Earlier this month, The Nation reported that children as young as 12 were toiling in tobacco fields, where they often suffered a form of acute nicotine poisoning from handling wet tobacco.
Children and teens are particularly vulnerable to green tobacco sickness due to their smaller body size. The illness often causes weakness, headache, dizziness and vomiting, and can require emergency medical treatment.
The Labor Department had proposed updating the Fair Labor Standards Act of 1938 in 2011 to strengthen child labor laws and ban children from working with tobacco.
The Act set a minimum work age of 16 for most occupations, but exempted minors who work in the agriculture industry.
The new regulations would have prohibited “the employment of young hired farm workers in tobacco production and curing in order to prevent occupational illness due to green tobacco sickness.” They also would have prohibited those under the age of 16 from operating heavy machinery, working with pesticides, and working in dangerous locations.
The Labor Department said it proposed the new regulations because of studies showing that children were significantly more likely to be killed while performing agricultural work than while working in all other industries combined.
But the proposed changes were shelved in 2012 due to pressure from the American Farm Bureau and members of Congress.
“In withdrawing these badly needed safety rules, the Obama Administration yielded to industry lobbyists, but this new information about exposure to tobacco raises new warning flags,” Greenberg said. “The Nation’s reporting makes it clear that the US government has a responsibility to protect 12-year-olds toiling in the fields. It must pick up the process it started and protect child workers from the known dangers of tobacco harvesting.”

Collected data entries
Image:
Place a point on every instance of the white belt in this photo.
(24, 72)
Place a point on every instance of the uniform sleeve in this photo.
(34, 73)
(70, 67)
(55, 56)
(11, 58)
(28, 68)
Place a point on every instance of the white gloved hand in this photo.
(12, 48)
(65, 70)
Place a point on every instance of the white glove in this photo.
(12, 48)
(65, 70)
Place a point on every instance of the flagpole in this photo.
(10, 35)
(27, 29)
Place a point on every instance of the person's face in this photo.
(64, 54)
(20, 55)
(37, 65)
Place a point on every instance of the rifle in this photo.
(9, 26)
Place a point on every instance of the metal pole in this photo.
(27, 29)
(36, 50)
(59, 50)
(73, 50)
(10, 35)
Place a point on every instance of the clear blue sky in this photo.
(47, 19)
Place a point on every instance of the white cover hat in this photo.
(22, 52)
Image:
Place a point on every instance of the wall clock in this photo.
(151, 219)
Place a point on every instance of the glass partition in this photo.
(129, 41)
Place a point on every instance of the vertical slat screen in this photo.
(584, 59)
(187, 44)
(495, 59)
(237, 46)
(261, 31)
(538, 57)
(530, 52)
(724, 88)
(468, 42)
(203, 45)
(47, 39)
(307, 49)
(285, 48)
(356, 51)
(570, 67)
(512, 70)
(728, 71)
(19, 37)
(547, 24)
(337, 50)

**Task prompt**
In the passage about child labor in tobacco farming, what minimum work age did the Fair Labor Standards Act of 1938 set for most occupations?

**Answer for this exercise**
16